Given request:
Reproduce the listing lines character for character, starting at the line containing "Tag the blue" and ending with the line containing "top-left (0, 0), bottom-right (500, 171)".

--- START Available data ---

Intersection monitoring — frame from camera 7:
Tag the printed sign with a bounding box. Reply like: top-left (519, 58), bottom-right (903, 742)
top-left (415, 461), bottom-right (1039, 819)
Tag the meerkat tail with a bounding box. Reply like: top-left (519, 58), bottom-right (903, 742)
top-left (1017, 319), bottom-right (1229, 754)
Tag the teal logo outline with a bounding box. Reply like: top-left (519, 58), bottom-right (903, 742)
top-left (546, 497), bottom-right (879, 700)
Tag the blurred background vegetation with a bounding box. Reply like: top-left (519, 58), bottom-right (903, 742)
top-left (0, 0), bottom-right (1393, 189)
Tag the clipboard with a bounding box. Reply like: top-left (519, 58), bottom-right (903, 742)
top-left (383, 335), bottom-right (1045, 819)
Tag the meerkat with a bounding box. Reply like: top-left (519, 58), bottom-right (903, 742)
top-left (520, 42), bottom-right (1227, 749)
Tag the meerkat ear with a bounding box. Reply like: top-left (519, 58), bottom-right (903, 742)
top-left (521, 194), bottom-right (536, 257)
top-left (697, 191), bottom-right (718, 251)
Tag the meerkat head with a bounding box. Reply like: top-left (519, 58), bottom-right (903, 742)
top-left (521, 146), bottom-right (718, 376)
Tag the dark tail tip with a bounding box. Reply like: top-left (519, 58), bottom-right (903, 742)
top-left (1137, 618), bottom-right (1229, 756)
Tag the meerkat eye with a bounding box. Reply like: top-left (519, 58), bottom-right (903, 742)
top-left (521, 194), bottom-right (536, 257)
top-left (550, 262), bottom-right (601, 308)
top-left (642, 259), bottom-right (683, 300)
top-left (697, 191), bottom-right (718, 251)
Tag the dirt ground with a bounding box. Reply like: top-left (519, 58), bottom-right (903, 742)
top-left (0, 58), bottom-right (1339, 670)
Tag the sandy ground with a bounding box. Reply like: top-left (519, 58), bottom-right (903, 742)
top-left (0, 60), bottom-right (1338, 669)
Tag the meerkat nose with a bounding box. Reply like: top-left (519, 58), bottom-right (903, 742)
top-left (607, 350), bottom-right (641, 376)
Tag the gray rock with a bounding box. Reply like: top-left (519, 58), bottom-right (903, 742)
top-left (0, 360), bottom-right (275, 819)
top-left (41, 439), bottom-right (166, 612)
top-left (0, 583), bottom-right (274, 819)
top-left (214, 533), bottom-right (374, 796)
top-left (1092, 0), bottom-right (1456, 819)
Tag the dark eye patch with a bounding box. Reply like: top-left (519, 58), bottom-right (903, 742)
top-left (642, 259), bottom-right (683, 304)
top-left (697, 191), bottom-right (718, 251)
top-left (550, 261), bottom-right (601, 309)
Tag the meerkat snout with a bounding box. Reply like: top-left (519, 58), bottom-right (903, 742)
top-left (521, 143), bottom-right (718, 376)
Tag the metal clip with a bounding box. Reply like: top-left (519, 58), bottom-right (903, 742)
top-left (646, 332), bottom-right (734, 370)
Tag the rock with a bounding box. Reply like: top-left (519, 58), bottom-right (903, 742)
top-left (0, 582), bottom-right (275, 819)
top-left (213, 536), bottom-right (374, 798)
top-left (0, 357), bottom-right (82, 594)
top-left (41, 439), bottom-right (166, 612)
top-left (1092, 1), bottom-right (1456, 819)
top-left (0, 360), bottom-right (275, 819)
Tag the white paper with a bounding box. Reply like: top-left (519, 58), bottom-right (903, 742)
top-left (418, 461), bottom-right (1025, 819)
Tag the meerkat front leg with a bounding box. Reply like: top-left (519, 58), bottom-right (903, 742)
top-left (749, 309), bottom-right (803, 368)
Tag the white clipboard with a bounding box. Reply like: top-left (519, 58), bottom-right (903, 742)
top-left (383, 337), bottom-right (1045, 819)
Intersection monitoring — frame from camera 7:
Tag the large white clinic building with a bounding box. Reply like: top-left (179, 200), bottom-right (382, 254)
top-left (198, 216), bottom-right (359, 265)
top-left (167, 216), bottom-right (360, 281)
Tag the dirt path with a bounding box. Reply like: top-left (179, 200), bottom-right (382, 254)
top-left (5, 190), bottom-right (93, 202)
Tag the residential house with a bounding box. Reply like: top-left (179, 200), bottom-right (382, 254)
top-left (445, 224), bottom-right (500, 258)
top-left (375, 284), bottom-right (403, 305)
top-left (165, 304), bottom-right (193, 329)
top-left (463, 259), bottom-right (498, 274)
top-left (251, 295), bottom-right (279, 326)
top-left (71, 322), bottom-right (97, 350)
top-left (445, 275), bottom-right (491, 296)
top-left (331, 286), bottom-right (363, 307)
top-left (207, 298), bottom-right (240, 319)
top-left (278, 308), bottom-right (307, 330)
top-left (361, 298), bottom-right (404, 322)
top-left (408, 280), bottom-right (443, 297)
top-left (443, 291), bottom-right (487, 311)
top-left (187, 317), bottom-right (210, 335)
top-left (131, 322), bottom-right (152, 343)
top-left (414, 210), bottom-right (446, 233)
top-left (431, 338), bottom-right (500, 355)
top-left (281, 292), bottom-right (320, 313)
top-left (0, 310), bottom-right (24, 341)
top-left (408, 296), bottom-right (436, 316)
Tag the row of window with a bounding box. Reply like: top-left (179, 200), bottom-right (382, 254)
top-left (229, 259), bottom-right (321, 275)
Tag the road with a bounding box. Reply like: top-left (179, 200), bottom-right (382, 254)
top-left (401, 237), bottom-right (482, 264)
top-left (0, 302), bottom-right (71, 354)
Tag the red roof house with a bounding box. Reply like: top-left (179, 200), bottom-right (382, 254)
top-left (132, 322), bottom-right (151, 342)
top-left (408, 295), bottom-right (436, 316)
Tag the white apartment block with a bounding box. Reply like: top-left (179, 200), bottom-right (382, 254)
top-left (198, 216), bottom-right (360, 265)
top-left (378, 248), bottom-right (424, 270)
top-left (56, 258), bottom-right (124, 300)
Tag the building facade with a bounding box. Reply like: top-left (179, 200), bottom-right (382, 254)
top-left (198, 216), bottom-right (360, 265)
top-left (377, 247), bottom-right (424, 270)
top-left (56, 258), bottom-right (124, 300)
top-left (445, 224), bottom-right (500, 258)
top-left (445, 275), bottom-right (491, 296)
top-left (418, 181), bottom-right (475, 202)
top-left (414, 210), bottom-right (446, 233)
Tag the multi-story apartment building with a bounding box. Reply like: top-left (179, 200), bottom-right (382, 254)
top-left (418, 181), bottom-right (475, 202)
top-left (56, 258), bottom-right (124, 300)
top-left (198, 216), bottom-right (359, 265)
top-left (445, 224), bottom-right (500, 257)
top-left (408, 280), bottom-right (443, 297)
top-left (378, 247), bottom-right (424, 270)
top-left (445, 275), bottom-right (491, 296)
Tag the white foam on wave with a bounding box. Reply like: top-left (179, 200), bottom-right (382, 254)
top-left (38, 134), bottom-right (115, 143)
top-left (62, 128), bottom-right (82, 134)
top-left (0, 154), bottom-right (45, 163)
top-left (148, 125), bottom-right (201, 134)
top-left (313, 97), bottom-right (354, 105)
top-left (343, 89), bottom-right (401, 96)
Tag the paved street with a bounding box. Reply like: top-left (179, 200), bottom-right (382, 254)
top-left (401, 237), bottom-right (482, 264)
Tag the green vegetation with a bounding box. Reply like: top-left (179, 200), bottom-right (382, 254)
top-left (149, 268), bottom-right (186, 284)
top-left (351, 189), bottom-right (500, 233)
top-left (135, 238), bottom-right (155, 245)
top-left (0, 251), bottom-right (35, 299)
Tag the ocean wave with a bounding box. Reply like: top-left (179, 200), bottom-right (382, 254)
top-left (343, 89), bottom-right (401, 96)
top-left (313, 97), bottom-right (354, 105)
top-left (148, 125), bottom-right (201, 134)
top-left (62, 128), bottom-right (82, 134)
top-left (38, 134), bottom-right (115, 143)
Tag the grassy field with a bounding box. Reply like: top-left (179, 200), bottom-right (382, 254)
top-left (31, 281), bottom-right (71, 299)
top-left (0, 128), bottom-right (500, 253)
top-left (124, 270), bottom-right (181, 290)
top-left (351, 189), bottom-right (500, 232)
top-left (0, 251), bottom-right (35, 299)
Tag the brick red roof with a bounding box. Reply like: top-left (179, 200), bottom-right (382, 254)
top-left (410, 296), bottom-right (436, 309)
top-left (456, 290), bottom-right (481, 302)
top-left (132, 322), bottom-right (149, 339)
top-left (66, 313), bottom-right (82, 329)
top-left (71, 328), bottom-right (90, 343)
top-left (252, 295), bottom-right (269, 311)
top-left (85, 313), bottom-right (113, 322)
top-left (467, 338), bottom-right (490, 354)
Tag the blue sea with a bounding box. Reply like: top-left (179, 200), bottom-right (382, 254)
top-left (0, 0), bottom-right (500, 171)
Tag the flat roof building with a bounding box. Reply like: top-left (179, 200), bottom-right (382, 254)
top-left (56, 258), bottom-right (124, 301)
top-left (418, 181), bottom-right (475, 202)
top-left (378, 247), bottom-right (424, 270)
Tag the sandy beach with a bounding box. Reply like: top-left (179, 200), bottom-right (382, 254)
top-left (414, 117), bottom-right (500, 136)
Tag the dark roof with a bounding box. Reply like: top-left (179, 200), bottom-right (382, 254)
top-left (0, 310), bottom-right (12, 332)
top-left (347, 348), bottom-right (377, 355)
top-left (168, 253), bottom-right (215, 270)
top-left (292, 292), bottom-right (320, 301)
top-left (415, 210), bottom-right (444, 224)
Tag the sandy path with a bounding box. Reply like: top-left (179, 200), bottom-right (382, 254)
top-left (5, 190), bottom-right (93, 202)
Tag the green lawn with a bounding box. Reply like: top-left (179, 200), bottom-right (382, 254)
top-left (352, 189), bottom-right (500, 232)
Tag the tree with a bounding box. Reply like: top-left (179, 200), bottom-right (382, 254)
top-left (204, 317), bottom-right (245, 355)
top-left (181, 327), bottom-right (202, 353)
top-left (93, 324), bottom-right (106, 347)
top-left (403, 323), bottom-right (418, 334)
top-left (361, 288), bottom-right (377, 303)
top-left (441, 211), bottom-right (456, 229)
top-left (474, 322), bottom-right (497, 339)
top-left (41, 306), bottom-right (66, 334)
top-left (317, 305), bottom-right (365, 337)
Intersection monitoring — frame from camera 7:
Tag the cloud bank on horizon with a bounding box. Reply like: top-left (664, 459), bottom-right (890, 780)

--- END Available data ---

Answer in full:
Tag the blue sea with a bounding box. Reply like: top-left (179, 200), bottom-right (382, 254)
top-left (0, 0), bottom-right (500, 171)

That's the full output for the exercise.